## RECORDS FOR THIS TASK
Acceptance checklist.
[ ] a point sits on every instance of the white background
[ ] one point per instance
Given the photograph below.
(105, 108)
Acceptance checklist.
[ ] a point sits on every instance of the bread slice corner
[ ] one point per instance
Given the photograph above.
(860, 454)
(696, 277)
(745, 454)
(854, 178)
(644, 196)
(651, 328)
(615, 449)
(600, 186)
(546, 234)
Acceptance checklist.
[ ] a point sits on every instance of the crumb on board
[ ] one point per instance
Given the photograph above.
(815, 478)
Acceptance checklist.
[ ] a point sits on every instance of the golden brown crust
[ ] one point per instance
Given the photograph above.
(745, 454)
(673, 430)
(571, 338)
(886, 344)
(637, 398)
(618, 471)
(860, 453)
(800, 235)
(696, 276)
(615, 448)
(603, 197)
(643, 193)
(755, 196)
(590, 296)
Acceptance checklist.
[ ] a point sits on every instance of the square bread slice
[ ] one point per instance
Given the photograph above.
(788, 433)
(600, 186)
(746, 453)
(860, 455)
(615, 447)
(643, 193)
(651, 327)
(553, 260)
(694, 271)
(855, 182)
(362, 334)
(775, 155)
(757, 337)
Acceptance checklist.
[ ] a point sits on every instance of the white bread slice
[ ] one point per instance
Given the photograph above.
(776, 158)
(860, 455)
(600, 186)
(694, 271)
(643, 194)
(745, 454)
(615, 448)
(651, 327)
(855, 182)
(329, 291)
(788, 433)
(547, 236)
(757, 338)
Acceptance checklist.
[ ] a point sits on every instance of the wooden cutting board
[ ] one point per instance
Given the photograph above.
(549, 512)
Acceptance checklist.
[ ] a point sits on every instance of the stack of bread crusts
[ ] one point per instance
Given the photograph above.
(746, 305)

* * *

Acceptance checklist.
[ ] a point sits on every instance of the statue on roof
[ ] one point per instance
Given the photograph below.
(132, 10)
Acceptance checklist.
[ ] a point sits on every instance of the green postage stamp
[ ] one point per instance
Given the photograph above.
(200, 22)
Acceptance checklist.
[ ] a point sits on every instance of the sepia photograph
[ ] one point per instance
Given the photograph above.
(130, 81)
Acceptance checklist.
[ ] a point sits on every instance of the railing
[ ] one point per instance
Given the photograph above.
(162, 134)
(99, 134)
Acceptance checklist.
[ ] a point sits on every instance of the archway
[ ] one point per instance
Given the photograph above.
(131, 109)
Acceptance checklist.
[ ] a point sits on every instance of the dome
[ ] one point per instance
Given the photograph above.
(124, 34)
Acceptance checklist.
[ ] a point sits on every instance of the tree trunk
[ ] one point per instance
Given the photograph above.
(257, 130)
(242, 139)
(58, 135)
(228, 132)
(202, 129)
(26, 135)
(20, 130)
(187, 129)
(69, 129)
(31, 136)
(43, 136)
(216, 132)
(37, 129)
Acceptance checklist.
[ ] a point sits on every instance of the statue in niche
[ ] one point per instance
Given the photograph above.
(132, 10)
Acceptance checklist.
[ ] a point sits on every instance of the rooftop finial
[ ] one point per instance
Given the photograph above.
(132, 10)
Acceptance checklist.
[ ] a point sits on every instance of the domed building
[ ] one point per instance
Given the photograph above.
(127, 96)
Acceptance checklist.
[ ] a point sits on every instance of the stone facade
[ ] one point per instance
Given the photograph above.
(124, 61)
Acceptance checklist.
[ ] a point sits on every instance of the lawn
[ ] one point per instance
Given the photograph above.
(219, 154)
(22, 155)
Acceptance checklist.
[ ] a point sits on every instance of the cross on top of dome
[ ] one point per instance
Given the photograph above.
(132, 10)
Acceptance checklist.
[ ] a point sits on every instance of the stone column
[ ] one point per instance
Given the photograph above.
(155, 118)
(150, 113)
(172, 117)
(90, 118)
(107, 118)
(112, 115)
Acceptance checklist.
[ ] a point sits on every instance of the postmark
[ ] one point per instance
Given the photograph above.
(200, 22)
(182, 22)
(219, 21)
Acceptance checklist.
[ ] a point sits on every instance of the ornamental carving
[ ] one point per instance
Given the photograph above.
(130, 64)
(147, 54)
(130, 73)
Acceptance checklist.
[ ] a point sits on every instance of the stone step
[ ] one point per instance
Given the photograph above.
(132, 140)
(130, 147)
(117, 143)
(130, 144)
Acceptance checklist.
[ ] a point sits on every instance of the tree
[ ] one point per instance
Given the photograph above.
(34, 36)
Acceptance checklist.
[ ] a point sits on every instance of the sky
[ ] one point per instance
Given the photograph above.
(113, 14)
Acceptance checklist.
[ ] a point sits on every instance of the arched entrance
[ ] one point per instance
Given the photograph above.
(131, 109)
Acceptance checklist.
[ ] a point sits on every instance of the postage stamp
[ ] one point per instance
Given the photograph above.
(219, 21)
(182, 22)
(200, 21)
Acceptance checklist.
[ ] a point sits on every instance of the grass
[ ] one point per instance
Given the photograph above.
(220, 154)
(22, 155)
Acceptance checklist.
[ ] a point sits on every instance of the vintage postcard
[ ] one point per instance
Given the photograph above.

## TASK STATEMENT
Extract every line in the items above that contains the string "board".

## TASK OUTPUT
[ ] a point sits on every instance of the crumb on board
[ ] a point sits on every instance of the wooden cutting board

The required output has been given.